• _WRITTEN REQUEST 1_
Locate every line in the listing that contains the string "overcast", and copy each of those lines in full. Matching is case-sensitive.

• _SELECTED TEXT_
So while Roth writes Forrest with respect and empathy, that same tact is lacking in Jenny’s character – she’s the naive hippy, the drug addict, the punching bag. It’s a thankless role that only exists to serve Gump’s story.
Nevertheless, the destiny grafted onto each character allows for a fable-like story that sticks in the audience's mind.
The simplicity is a double-edged sword.
Forrest Gump Script Takeaway #3
Forrest Gump plays nostalgia
Whether you like Forrest Gump or not, it’s undeniable that it is a movie which defines the zeitgeist of 1990s America.
Post-Soviet Union, the overwhelming feeling in the United States was that of “the end of history”– the century was coming to a close, foes had been vanquished, America’s culture was dominant on the world stage.
The Forrest Gump screenplay serves as the perfect send off to a turbulent hundred years that led to the United States as a superpower. Beyond a love story between Gump and Jenny, the film is more like a “remember when?” of the 20th century.

• _WRITTEN REQUEST 2_
Reproduce the whole passage on the Forrest Gump screenplay word for word.

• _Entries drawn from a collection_
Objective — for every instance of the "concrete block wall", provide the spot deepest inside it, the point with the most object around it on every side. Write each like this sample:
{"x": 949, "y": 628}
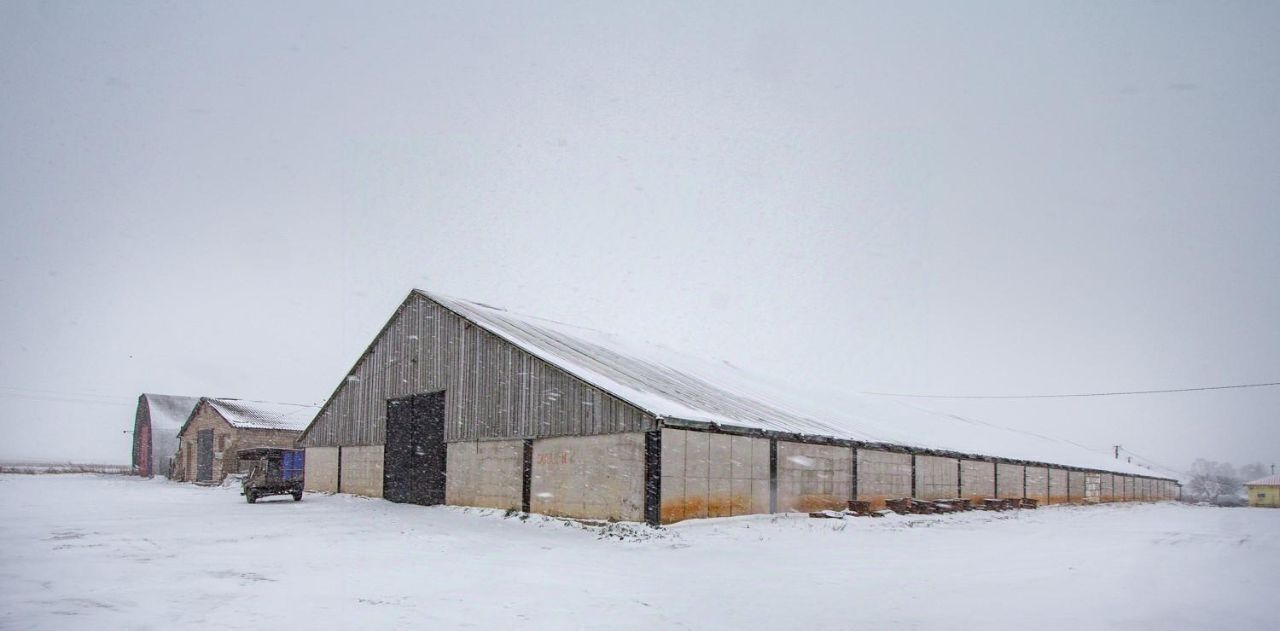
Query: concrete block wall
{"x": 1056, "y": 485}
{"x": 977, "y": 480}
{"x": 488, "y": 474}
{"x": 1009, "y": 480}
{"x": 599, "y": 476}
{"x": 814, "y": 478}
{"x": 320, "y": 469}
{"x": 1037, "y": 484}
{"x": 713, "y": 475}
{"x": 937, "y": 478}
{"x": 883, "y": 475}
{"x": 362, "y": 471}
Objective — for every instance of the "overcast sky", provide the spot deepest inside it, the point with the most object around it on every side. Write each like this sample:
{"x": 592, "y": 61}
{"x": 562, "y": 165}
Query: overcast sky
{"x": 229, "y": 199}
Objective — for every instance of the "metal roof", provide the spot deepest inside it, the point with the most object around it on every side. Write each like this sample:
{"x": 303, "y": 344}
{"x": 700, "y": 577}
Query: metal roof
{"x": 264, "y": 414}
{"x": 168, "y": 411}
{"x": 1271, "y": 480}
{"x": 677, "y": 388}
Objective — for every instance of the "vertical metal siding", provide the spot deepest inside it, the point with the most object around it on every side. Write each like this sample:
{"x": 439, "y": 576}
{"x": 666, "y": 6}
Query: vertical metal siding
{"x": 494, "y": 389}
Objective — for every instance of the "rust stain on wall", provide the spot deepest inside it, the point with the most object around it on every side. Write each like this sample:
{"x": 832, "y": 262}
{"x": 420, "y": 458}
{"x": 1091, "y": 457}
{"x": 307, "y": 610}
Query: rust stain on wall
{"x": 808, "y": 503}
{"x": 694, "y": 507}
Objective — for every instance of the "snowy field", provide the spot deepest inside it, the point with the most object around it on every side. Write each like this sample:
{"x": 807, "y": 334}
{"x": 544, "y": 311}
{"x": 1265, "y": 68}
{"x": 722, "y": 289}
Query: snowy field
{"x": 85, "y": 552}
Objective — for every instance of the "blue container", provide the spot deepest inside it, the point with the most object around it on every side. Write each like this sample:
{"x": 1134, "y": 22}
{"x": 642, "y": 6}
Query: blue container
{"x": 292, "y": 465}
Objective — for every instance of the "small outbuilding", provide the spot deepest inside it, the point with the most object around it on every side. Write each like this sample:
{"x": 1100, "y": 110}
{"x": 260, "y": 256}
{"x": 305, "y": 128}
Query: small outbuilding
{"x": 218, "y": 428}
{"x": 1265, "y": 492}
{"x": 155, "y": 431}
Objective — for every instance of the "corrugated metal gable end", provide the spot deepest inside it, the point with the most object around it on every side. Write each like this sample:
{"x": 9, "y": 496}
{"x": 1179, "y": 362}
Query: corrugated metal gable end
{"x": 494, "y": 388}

• _WORKED SOLUTION 1_
Objective — for every instance of the "overcast sky", provide the spot deepest inside it, the point with the most object around it on every side. Write each like this sample:
Query: overcast sky

• _WORKED SOLUTION 2_
So while Roth writes Forrest with respect and empathy, that same tact is lacking in Jenny’s character – she’s the naive hippy, the drug addict, the punching bag. It’s a thankless role that only exists to serve Gump’s story.
Nevertheless, the destiny grafted onto each character allows for a fable-like story that sticks in the audience's mind.
The simplicity is a double-edged sword.
Forrest Gump Script Takeaway #3
Forrest Gump plays nostalgia
Whether you like Forrest Gump or not, it’s undeniable that it is a movie which defines the zeitgeist of 1990s America.
Post-Soviet Union, the overwhelming feeling in the United States was that of “the end of history”– the century was coming to a close, foes had been vanquished, America’s culture was dominant on the world stage.
The Forrest Gump screenplay serves as the perfect send off to a turbulent hundred years that led to the United States as a superpower. Beyond a love story between Gump and Jenny, the film is more like a “remember when?” of the 20th century.